** Prompt **
Copy out all the records below, requests included, but leave out the pictures. In the answers, multiply every x and y pixel coordinate by 1.55 and round it to a whole number, with halves rounding up.

________

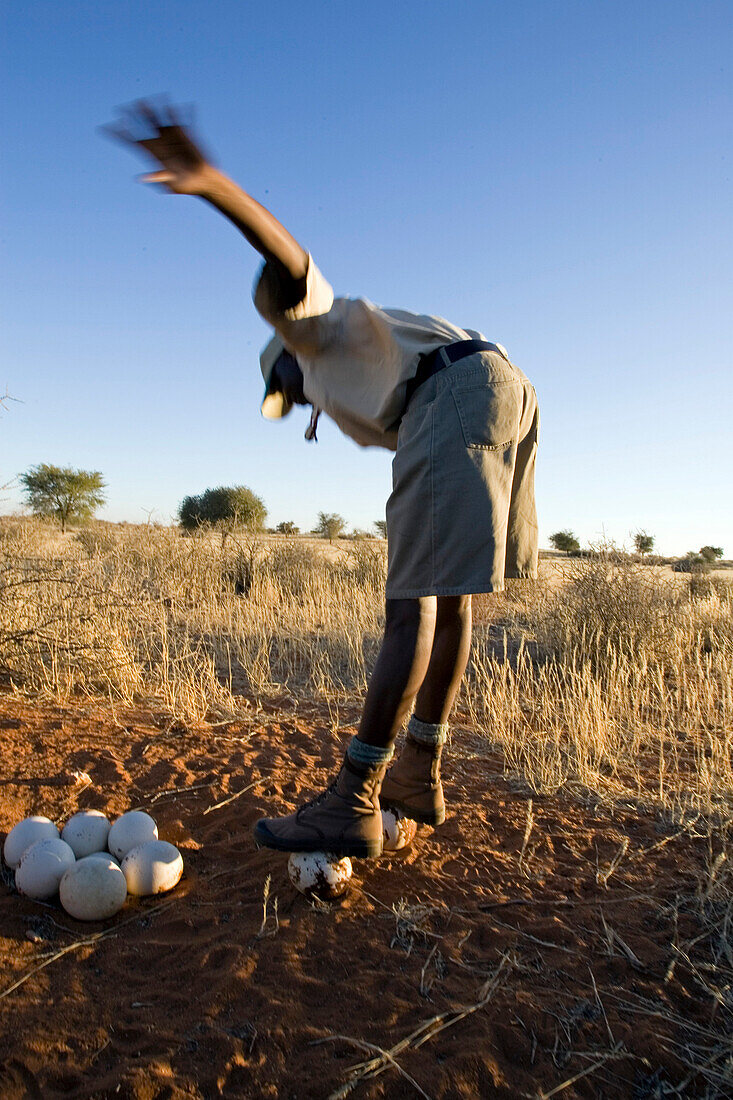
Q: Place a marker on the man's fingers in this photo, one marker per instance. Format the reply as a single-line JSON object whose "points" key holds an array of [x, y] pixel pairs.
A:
{"points": [[118, 132], [156, 177]]}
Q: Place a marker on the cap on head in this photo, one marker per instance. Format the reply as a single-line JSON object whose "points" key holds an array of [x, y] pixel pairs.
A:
{"points": [[274, 405]]}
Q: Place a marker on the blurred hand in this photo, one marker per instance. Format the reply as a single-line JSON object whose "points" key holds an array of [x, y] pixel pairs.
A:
{"points": [[160, 132]]}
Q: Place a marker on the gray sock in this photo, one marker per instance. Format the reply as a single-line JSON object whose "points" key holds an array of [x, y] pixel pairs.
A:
{"points": [[368, 756], [427, 733]]}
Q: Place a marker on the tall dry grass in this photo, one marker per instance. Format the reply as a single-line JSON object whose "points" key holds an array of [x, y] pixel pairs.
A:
{"points": [[619, 678]]}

________

** Reply to the task **
Q: Place a marker on the man's fingers in this photo, one marker per instance. Format the reply as a single-line JSON object whose "points" key holds an array of [x, y] pixel pairs.
A:
{"points": [[183, 205], [242, 274]]}
Q: Place a marker on the cap on head in this photo, one marker per instance. Format the reply as a single-line JSON object whose "points" key holds an array of [x, y] pixel pairs.
A:
{"points": [[425, 628]]}
Q: Place a marker on the blurred hand in this photo, one marker per instance. Format the reply as a single-line JSON object whose "points" key holds an array of [x, y] pixel pairs.
A:
{"points": [[248, 205]]}
Q: Place a marker on the gray sock in this photo, one marker per instance. Format the reply as a single-line JSON object whose "points" key holds an array of [x, y] pixel pairs.
A:
{"points": [[570, 1172], [662, 1136]]}
Q: Place a marker on the tall dry grass in this photo, one marker per instance. Format the reply as a single-line JSON object whose "points" key holds an array of [x, y] pixel pairs.
A:
{"points": [[959, 1051]]}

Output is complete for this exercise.